CONSIGNES —
(A) Reproduisez à l'identique le passage de l'extrait qui s'ouvre sur les mots contenant "La CCDH a ainsi" et se clôt sur "poser aux autorités.".
(B) Résumez l'extrait en deux phrases.
(C) D'après l'extrait, quelle est la durée moyenne d'isolement par patient indiquée dans le rapport 2018 du CHS de Navarre ?

EXTRAIT CHOISI —
'''

L’article L.3222-5-1 du Code de santé publique dispose que l’isolement et la contention sont des pratiques devant être utilisées en dernier recours et énonce clairement un objectif d’encadrement et de réduction de ces pratiques, tant au niveau national qu’au niveau européen (recommandation 2004-10 du Comité des Ministres du Conseil de l’Europe et rapport du Contrôleur général des lieux de privation de libertés « Isolement et contention dans les établissements de santé mentale »).
La CCDH avait demandé la communication du registre de contention et d’isolement ainsi que le rapport annuel pour l’année 2017 relatif à ces pratiques auprès de la direction de cet établissement.
La direction avait déclaré ne pas disposer d’un registre des isolements et contention en 2017.
La CCDH a ainsi réitéré sa demande pour l’année 2018 et la direction vient de répondre à l’association que l’hôpital n’a mis en place le registre qu’à compter de 2019. Ce alors même que la loi obligeant tous les établissements psychiatriques à tenir un tel registre date du 26 janvier 2016 et que l’instruction ministérielle relative à cette obligation date du 29 mars 2017…
Comment se fait-il que le Centre Hospitalier Spécialisé de Navarre, qui est le seul hôpital psychiatrique du département, ne respecte pas la loi en matière de contention et d’isolement ?
C’est la question que la CCDH compte poser aux autorités.
Cependant, l’établissement a adressé à la CCDH son rapport 2018 relatif aux mesures de contention et d’isolement.
Dans ce rapport, la direction signale sans aucune explication : « un évènement indésirable grave (EID) relatif à la pratique d’isolement et de contention en 2018 ». La CCDH a dès lors questionné l’établissement à ce sujet et attend une réponse.
Par ailleurs, certaines informations contenues au sein du rapport 2018 sont particulièrement préoccupantes.
Tout d’abord, le CHS de Navarre a comptabilisé 798 mesures d’isolement (dont 16% en espace non dédiée). Ce chiffre est très inquiétant, d’autant plus que la durée moyenne d’isolement par patient est de 144 heures (soit 6 jours), pour une durée maximale de 6876 heures (286 jours !) en espace dédié et de 2856 heures (119 jours) en espace non dédié.
Concernant la contention, un total de 313 mesures a été effectué, dont 44% en espace non dédié. La durée maximale de contention par patient est de 472 heures (soit 19 jours) en espace dédié et de 834 heures (34 jours) en espace non dédié.
Par ailleurs, 43 % des patients en soins sans consentement (334 sur 783) ont subi une ou plusieurs mesures d’isolement et 14 % (109 sur 783) des mesures de contention.
Tous ces chiffres et ces pourcentages révèlent une politique et des pratiques contraires aux recommandations de la Haute Autorité de Santé selon lesquelles l’isolement doit être limité à 12 heures et la contention doit être limitée à 6 heures, ces mesures devant toujours restées exceptionnelles ; de plus l’article L.3211-3 du Code de santé publique dispose que, lorsqu’une personne est internée sous contrainte, « les restrictions à l’exercice de ses libertés individuelles doivent être adaptées, nécessaires et proportionnées à son état mental et à la mise en œuvre du traitement requis. En toutes circonstances, la dignité de la personne doit être respectée et sa réinsertion recherchée. ».
L’article L. 3222-5-1 du Code de la santé publique précise également que : « L’isolement et la contention sont des pratiques de dernier recours. Il ne peut y être procédé que pour prévenir un dommage immédiat ou imminent pour le patient ou autrui, sur décision d’un psychiatre, prise pour une durée limitée. Leur mise en œuvre doit faire l’objet d’une surveillance stricte confiée par l’établissement à des professionnels de santé désignés à cette fin. »
Ces pratiques abusives de privations de liberté bafouent non seulement la loi et les recommandations de la HAS mais aussi les droits humains les plus fondamentaux.
Au vu de tels faits graves et manquements à la loi, la CCDH alertera les autorités concernées (Maire, Préfet, Députés, Sénateurs, Agence Régionale de Santé, etc.), afin que cet établissement améliore rapidement ses pratiques et qu’il respecte la dignité et les droits fondamentaux des patients.

'''

ENTRÉES FOURNIES —
'''

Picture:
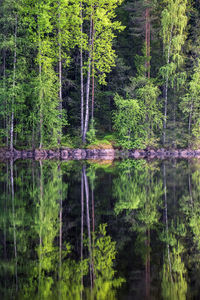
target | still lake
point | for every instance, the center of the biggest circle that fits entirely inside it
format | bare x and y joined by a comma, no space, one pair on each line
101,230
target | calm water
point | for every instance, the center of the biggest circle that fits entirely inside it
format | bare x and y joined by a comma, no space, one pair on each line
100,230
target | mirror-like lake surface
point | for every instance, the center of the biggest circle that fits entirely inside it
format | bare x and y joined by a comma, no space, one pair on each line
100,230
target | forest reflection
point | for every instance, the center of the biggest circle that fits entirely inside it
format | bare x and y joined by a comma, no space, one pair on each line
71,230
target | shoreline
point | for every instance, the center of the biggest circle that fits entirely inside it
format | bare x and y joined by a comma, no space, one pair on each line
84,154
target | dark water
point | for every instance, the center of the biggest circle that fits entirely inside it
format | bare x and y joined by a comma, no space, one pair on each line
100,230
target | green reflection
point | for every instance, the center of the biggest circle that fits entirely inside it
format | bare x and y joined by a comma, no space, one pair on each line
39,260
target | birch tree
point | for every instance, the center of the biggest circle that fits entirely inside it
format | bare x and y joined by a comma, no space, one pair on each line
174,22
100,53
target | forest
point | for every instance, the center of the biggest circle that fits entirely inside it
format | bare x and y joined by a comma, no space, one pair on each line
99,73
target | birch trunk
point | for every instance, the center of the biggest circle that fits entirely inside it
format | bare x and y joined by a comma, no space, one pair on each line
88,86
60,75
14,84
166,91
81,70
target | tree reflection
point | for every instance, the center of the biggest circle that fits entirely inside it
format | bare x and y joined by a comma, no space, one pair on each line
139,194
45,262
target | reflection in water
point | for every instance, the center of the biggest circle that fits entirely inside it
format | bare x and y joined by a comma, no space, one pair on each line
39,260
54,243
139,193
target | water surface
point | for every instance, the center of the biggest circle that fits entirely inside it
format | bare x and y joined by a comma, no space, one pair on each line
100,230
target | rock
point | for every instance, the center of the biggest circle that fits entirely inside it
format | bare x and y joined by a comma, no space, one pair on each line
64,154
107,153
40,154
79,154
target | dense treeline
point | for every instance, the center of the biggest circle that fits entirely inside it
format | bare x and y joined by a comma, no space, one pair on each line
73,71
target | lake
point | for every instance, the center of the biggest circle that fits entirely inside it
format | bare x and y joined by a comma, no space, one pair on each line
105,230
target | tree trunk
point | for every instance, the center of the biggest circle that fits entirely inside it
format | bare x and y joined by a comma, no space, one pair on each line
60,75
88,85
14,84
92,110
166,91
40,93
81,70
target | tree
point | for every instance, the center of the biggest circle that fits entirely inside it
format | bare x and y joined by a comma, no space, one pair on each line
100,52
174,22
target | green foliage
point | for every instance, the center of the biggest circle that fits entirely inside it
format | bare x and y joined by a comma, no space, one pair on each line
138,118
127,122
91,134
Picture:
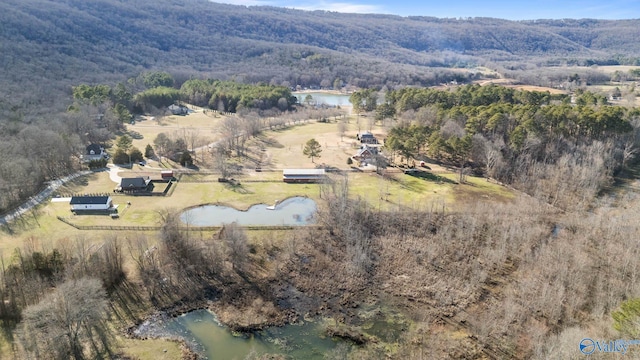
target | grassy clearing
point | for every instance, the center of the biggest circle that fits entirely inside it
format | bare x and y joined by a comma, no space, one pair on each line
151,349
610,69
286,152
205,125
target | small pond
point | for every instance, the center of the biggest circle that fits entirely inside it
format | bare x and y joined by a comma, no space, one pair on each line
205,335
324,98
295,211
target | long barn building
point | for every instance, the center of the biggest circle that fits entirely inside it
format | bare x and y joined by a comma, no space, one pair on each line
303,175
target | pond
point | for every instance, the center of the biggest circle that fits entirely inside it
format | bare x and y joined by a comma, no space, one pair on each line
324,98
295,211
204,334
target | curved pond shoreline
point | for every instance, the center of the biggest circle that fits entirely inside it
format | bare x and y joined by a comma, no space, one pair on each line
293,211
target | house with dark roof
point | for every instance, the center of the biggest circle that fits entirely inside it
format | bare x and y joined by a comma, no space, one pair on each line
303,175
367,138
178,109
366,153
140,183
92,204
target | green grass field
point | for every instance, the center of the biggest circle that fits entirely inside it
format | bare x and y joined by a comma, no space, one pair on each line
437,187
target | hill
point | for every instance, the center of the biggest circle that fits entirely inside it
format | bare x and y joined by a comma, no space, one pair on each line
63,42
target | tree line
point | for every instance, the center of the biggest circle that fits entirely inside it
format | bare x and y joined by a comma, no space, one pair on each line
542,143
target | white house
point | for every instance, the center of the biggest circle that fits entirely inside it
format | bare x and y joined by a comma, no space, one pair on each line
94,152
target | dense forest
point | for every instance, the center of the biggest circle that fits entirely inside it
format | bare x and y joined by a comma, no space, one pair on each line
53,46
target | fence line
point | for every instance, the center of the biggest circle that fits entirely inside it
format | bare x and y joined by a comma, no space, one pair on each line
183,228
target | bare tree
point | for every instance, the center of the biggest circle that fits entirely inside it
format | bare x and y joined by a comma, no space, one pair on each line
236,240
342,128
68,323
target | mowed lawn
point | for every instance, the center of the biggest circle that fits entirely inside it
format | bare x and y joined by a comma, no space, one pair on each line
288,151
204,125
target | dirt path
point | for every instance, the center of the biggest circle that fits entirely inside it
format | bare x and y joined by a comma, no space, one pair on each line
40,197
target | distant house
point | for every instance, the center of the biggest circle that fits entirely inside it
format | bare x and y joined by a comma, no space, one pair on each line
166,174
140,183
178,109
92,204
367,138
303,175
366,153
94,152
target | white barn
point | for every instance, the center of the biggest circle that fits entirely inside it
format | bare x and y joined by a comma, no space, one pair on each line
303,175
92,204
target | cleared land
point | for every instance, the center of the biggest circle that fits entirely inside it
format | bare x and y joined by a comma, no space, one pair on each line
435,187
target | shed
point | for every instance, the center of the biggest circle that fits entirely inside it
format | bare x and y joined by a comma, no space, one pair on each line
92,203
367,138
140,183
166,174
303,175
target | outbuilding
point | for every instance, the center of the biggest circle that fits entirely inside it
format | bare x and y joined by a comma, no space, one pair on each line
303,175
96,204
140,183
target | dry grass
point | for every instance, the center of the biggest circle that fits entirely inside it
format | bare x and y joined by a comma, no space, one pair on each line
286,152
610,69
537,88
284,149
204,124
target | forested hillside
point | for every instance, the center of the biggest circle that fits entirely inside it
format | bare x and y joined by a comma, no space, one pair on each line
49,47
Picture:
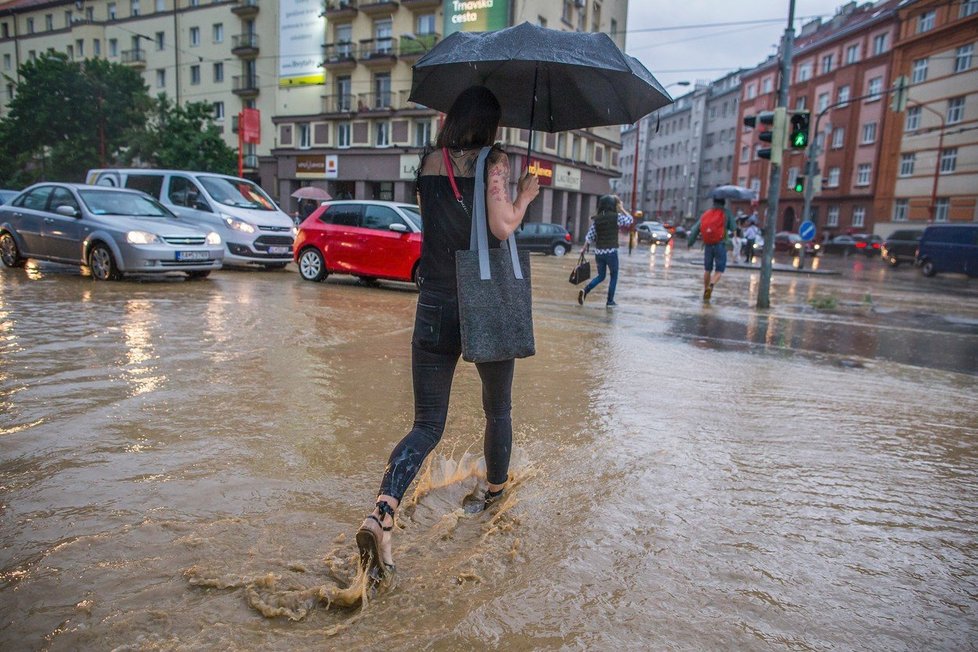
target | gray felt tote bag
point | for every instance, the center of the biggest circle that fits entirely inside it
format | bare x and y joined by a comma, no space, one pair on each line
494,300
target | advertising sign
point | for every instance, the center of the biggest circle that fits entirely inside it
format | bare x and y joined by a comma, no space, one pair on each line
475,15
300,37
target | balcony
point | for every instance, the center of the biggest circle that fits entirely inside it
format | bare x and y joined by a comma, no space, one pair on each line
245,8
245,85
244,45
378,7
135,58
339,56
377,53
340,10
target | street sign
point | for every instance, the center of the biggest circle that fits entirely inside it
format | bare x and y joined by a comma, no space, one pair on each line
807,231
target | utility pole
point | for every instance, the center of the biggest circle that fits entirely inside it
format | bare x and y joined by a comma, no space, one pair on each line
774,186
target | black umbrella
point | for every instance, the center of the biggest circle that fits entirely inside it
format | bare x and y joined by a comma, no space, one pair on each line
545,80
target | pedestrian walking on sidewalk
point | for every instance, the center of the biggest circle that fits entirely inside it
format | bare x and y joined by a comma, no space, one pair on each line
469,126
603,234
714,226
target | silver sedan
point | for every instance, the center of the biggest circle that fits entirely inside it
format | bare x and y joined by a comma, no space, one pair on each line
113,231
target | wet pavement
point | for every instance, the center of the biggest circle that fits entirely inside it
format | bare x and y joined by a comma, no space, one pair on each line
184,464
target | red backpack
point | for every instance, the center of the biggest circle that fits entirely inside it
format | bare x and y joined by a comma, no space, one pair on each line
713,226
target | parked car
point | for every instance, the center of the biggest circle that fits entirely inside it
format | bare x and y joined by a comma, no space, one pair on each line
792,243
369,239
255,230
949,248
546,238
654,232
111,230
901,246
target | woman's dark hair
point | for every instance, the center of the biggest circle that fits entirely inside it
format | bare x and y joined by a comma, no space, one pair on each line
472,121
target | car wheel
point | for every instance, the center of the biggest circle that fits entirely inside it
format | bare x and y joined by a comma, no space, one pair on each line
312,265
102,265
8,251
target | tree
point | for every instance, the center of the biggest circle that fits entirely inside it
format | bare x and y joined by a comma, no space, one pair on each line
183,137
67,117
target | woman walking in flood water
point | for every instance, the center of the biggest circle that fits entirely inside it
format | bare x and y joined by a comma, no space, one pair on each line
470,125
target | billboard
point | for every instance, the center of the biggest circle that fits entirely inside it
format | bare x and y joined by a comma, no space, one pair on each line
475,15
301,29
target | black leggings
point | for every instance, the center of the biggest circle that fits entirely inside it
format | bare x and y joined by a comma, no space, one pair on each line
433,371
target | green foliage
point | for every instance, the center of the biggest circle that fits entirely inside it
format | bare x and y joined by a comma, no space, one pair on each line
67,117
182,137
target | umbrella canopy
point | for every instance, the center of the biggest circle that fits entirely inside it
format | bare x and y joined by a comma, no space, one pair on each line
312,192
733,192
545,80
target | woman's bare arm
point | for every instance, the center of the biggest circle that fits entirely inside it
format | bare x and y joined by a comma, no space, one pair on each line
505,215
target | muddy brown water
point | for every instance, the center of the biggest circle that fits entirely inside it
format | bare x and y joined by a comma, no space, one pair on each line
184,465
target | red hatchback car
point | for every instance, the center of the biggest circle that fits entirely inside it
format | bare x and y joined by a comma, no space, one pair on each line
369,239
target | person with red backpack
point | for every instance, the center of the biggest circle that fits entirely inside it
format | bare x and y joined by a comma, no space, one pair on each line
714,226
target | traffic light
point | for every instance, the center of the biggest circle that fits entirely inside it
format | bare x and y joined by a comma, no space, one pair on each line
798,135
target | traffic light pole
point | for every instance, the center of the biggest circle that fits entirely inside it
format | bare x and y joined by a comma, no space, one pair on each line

'''

RÉPONSES ATTENDUES —
(A)
La CCDH a ainsi réitéré sa demande pour l’année 2018 et la direction vient de répondre à l’association que l’hôpital n’a mis en place le registre qu’à compter de 2019. Ce alors même que la loi obligeant tous les établissements psychiatriques à tenir un tel registre date du 26 janvier 2016 et que l’instruction ministérielle relative à cette obligation date du 29 mars 2017…
Comment se fait-il que le Centre Hospitalier Spécialisé de Navarre, qui est le seul hôpital psychiatrique du département, ne respecte pas la loi en matière de contention et d’isolement ?
C’est la question que la CCDH compte poser aux autorités.

(B) La CCDH reproche au Centre Hospitalier Spécialisé de Navarre de n'avoir mis en place son registre d'isolement et de contention qu'à partir de 2019, alors que la loi l'impose depuis le 26 janvier 2016. Son rapport 2018 fait état de 798 mesures d'isolement et de 313 mesures de contention, des chiffres que la CCDH juge contraires à la loi et aux recommandations de la Haute Autorité de Santé et qu'elle compte signaler aux autorités.

(C) 144 heures, soit 6 jours.